- Page
The polyolefin resin film layer contains 0.1 to 15 wt. % of carbon black having a pH of 4 to 9 and a mean particle size of 15 to 80 mµ. The carbon black adsorbs harmful substances for photographic photosensitive materials, when the long fiber paper is contaminated, and it prevents the degradation of photographic properties, such as fogging, the variation of photosensitivity and the decrease of concentration, when a photographic photosensitive material is placed in the packaging material of the invention for a long time, in addition to the light-shielding. When the pH of the carbon black is less than 4 or beyond 9, the degradation of photographic properties, such as fogging, the variation of photosensitivity and the decrease of concentration occurs. When the mean particle size is less than 15 mµ, carbon black particles aggregate to produce lumps and fish eye problem. While, when the mean particle size is beyond 80 µm, light-shielding ability decreases. Moreover, it is preferable that the free sulfur content is less than 1,000 ppm, because the degradation of photographic properties, such as fogging, the variation of photosensitivity and the decrease of concentration occurs, when the content is beyond 1,000 ppm. The carbon black content is 0.1 to 15 wt. %. When the content is less than 0.1 wt. %, the effect of the carbon black, such as to secure light-shielding, to prevent electrification, and to prevent oxidation, is insufficient. While, when the content is beyond 15 wt. %, the physical strength of the film, particularly tear strength and impact puncture strength, decreases, and heat sealing properties are inferior. Furthermore, the surface strength decreases, and dust is liable to be generated. The dust adheres to photographic photosensitive materials, and causes developing trouble and contamination. The kind and preferable carbon blacks are similar to described previously, other than mentioned above.

- Dataset excerpt
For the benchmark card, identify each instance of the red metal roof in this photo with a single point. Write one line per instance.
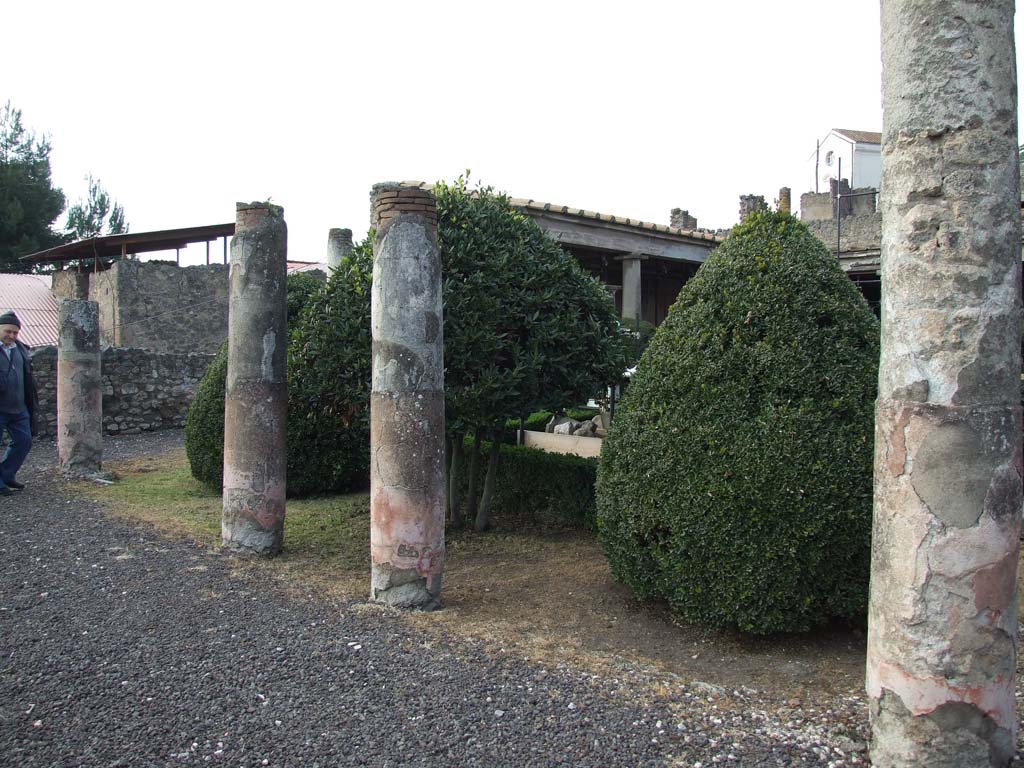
(35, 305)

- Stated task
Write the next part of the passage on carbon black in the polyolefin packaging film, starting after its final sentence.

- In response
The polyolefin resin film layer contains more than 5 wt. % of an ethylene copolymer resin. The ethylene copolymer resin improves heat sealing properties such as hot tack properties, sealability with other materials, elapsed heat seal strength, heat seal strength and heat seal tolerance, and the generation of pinhole at heat-sealed portion is prevented. The dispersibility of carbon black is also improved. The ethylene copolymer resin includes EVA resin, EEA resin, EMA resin, EAA resin and L-LDPE resin. L-LDPE resin is preferable in view of improving physical strength, heat sealing properties and the dispersibility of carbon black. The L-LDPE resin is similar to described previously except that the preferable MI is 0.4 to 20 g/10 minutes and the preferable density is 0.87 to 0.95 g/cm³. The content of the ethylene copolymer resin is more than 5 wt. %, preferably 15 to 95 wt. %. When the content is less than 5 wt. %, unless the width of heat seal is increased, heat sealing properties, particularly elapsed heat seal strength and sealability with other materials are inferior,and pinhole is liable to be generated. Moreover, heat-sealed portion is liable to separate. When the ethylene copolymer resin is L-LDPE, the suitable content is 5 to 99.9 wt. %, preferably 10 to 97 wt. %. The polyolefin resin film layer may be oriented or stretched.
The above flexible sheet layers may be laminated according to a known method such as a heat sealing (hot bar sealing, impulse heat sealing, supersonic welding, etc.) or a method using an adhesive (wet laminating, dry laminating, hot melt laminating, extrusion laminating, etc.).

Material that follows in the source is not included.